OBJECTIVE
Rewrite every line of the records below as a JSON list of strings, with one string per line and blank lines left out.
* Begin MATERIAL FOR THE TASK *
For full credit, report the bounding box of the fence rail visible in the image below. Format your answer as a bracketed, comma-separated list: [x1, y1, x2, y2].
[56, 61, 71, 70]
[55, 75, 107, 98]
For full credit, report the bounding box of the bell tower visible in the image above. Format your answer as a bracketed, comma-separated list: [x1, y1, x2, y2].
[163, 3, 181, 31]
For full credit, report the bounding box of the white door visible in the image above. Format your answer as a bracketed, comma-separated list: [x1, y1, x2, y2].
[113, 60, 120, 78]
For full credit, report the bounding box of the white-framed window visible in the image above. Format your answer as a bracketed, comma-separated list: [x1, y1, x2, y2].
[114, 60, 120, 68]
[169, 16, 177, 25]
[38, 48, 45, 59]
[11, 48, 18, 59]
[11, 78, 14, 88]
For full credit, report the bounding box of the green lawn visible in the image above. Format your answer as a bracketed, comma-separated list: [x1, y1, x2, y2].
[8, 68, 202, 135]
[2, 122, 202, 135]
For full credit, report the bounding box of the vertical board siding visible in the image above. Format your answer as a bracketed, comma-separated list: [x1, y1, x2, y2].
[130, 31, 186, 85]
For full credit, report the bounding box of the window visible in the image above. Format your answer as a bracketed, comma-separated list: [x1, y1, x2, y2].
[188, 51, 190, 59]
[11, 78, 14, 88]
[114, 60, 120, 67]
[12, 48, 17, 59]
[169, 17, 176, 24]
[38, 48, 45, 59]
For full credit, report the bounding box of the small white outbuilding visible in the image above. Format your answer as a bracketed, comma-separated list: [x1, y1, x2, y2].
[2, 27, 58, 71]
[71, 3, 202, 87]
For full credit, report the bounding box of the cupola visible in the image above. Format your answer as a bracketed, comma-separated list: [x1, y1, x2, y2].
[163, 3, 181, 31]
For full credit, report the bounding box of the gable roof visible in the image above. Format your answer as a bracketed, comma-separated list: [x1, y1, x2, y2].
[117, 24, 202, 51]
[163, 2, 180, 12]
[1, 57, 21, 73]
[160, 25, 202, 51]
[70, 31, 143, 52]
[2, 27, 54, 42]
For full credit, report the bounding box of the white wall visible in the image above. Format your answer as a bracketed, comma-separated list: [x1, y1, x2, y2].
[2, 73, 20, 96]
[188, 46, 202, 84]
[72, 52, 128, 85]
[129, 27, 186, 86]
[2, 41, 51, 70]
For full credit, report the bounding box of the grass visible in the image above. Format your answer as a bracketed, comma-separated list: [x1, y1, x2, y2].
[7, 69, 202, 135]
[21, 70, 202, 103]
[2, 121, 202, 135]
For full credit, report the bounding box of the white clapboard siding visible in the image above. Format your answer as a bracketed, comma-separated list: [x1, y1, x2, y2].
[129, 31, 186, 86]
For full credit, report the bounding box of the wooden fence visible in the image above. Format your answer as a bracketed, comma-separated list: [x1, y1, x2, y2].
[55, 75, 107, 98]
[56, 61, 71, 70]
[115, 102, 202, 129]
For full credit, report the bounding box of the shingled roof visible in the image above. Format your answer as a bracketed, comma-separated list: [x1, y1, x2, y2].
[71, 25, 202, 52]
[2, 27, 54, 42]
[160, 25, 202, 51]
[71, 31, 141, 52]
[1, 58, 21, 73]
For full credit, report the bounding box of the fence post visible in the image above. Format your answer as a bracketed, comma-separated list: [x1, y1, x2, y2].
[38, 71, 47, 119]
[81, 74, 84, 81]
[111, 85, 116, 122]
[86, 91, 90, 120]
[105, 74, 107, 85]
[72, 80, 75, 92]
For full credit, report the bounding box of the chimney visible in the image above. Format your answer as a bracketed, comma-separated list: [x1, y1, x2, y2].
* End MATERIAL FOR THE TASK *
CORRECT OUTPUT
[
  "For full credit, report the bounding box of the fence rail visible in the image below. Format your answer as a bracketed, comma-separated list: [x1, y1, x2, y2].",
  "[56, 61, 71, 70]",
  "[55, 75, 107, 98]",
  "For full credit, report the bounding box of the bell tower visible in the image above. Format your answer as a bracketed, comma-separated list: [x1, y1, x2, y2].",
  "[163, 3, 181, 31]",
  "For full credit, report the bounding box of the white door visible in the image above. Format your answer as a bracketed, comma-separated list: [x1, y1, x2, y2].",
  "[113, 60, 120, 78]",
  "For full credit, report the bounding box of the white-framed window visible in the image above. Format your answer as a bracketed, comma-separated list: [x1, y1, x2, y2].",
  "[114, 60, 120, 68]",
  "[169, 16, 177, 25]",
  "[38, 48, 45, 59]",
  "[11, 48, 18, 59]",
  "[11, 78, 14, 88]",
  "For full credit, report the bounding box of the green lawn visible in the image above. Format your answer as a bracketed, comma-separated list: [x1, y1, x2, y2].",
  "[8, 68, 202, 135]",
  "[2, 122, 202, 135]",
  "For full credit, report the bounding box of the vertical board siding visible in the image above. Format your answer as a bracketed, comma-separated list: [x1, y1, x2, y2].",
  "[130, 31, 186, 85]",
  "For full credit, report the bounding box of the window visible in the image above. Format your answer as a bracketed, comma-separated list: [x1, y1, x2, y2].",
  "[188, 51, 190, 59]",
  "[11, 78, 14, 88]",
  "[114, 60, 120, 67]",
  "[12, 48, 17, 59]",
  "[169, 17, 176, 24]",
  "[38, 48, 45, 59]",
  "For full credit, report the bounding box of the small white outbuilding visible in the image above. Format your answer as a bracketed, comma-separated list: [x1, y1, x2, y2].",
  "[2, 27, 58, 71]",
  "[71, 3, 202, 87]",
  "For full credit, report the bounding box of the cupola visible in the image above. Format your answer as a bracketed, comma-separated list: [x1, y1, x2, y2].",
  "[163, 3, 181, 31]",
  "For full credit, report the bounding box of the gable roof visible in the image above. Format your answer as a bracketed, comma-separated list: [x1, y1, x2, y2].",
  "[117, 24, 202, 51]",
  "[163, 2, 180, 12]",
  "[1, 57, 21, 73]",
  "[160, 25, 202, 51]",
  "[70, 31, 143, 52]",
  "[2, 27, 54, 42]",
  "For full credit, report the bounding box of the white wall visible in the image above. Format your answer as a bracketed, comma-separated list: [x1, y1, x2, y2].",
  "[2, 73, 20, 96]",
  "[188, 46, 202, 84]",
  "[72, 52, 128, 85]",
  "[129, 27, 186, 86]",
  "[2, 41, 51, 70]",
  "For full credit, report the bounding box of the grass visible in the image above. Format your answer as a bracketed, comma-separated list: [x1, y1, x2, y2].",
  "[7, 69, 202, 135]",
  "[21, 70, 202, 103]",
  "[2, 121, 202, 135]",
  "For full credit, report the bounding box of the white clapboard siding visible in the image above. Format your answer as a bracketed, comma-separated list: [x1, y1, x2, y2].",
  "[129, 31, 186, 86]",
  "For full credit, report the bounding box of the wooden fence visible in the image above. Format your answer as a bracketed, comma-separated list: [x1, y1, x2, y2].",
  "[55, 75, 107, 98]",
  "[56, 61, 71, 70]",
  "[115, 102, 202, 129]",
  "For full credit, report the bounding box of the shingled roof visible in the image above. Format your answer as a bracketed, comma-separated list: [x1, y1, x2, y2].",
  "[71, 25, 202, 52]",
  "[2, 27, 54, 42]",
  "[160, 25, 202, 51]",
  "[71, 31, 141, 52]",
  "[1, 58, 21, 73]",
  "For full credit, report the bounding box of the fence post visible in the image above. Format your answer as a bracketed, comma-separated list: [x1, y1, x2, y2].",
  "[38, 71, 47, 119]",
  "[81, 74, 84, 81]",
  "[111, 85, 116, 122]",
  "[86, 91, 90, 120]",
  "[105, 74, 107, 85]",
  "[72, 80, 75, 92]",
  "For full credit, report the bounding box of the chimney visible in the image above. Format your answer as a bracketed, comma-separated list: [x1, y1, x2, y2]."
]